Dataset excerpts:
*** Begin section ***

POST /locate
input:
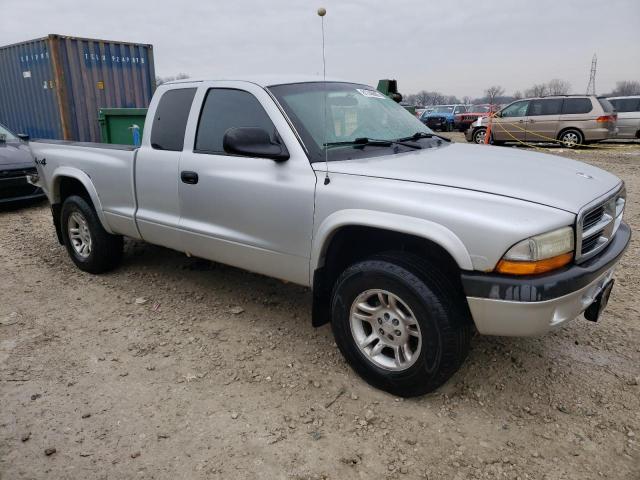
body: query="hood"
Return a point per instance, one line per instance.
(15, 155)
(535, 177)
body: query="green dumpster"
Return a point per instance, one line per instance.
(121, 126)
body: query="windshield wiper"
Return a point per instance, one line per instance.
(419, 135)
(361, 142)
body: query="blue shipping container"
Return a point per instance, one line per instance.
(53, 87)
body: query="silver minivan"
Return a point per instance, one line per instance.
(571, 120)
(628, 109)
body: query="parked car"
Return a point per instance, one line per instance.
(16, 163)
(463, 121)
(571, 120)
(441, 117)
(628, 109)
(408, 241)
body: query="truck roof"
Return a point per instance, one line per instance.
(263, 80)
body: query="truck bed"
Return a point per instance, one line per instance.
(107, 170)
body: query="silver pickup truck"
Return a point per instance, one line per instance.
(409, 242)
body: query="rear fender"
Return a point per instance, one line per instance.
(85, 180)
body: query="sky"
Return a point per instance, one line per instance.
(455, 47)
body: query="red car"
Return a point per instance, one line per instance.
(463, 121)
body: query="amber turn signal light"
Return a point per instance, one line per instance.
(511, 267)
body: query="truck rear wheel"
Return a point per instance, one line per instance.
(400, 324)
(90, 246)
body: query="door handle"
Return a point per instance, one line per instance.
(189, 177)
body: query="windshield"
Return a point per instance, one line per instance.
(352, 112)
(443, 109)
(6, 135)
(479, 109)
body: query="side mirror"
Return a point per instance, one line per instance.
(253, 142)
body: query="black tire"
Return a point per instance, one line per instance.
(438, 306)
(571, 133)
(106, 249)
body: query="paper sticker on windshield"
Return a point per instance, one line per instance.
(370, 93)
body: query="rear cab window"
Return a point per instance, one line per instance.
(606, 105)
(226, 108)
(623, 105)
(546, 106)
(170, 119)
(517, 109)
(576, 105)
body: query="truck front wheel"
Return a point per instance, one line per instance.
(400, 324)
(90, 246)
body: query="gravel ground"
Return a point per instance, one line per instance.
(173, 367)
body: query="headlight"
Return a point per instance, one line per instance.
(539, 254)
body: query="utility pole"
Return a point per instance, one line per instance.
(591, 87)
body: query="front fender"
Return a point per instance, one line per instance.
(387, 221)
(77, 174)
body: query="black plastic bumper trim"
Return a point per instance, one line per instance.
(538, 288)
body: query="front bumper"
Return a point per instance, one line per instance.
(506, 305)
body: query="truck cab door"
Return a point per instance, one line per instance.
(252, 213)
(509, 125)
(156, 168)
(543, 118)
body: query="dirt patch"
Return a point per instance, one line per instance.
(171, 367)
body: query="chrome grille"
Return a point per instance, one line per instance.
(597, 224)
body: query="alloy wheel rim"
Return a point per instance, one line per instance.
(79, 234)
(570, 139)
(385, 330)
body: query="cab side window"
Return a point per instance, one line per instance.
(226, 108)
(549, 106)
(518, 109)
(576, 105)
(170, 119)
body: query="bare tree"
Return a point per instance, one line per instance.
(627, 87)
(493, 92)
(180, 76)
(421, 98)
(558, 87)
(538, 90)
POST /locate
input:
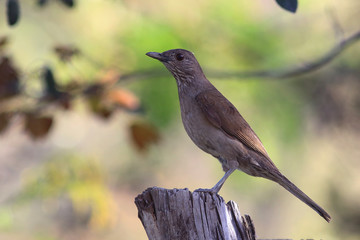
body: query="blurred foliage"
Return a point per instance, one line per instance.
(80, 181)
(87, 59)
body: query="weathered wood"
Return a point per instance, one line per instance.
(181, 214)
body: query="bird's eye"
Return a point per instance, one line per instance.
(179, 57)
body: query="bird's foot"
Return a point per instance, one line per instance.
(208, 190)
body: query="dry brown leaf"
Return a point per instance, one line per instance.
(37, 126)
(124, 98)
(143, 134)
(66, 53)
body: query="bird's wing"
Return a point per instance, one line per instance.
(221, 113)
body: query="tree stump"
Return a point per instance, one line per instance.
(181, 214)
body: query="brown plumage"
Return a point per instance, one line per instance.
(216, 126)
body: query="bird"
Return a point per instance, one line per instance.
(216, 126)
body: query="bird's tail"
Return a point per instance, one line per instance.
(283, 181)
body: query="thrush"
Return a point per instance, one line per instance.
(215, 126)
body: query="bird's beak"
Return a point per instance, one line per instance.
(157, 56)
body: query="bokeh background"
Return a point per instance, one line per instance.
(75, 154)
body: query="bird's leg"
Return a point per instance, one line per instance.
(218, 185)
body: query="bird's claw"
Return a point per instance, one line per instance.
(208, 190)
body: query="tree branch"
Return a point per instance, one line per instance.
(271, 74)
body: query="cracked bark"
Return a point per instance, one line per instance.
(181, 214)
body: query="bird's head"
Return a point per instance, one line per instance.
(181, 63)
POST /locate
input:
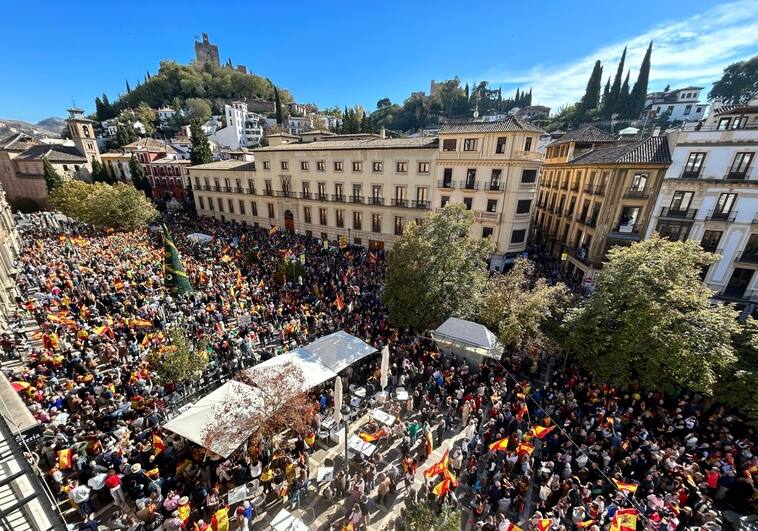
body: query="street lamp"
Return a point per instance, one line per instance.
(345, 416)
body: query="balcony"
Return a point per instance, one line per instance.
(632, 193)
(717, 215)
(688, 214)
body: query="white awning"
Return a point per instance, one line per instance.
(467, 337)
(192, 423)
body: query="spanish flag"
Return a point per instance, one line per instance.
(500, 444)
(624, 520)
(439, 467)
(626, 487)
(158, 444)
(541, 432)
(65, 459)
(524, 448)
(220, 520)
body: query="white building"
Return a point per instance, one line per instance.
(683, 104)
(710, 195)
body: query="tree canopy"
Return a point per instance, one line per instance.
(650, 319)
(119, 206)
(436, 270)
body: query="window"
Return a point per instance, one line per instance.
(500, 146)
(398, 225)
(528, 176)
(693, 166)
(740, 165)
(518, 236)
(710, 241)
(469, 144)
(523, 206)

*** End section ***

**How to complete this task**
Work out how many lines above contain "fender", then write only that number.

**Solution below**
2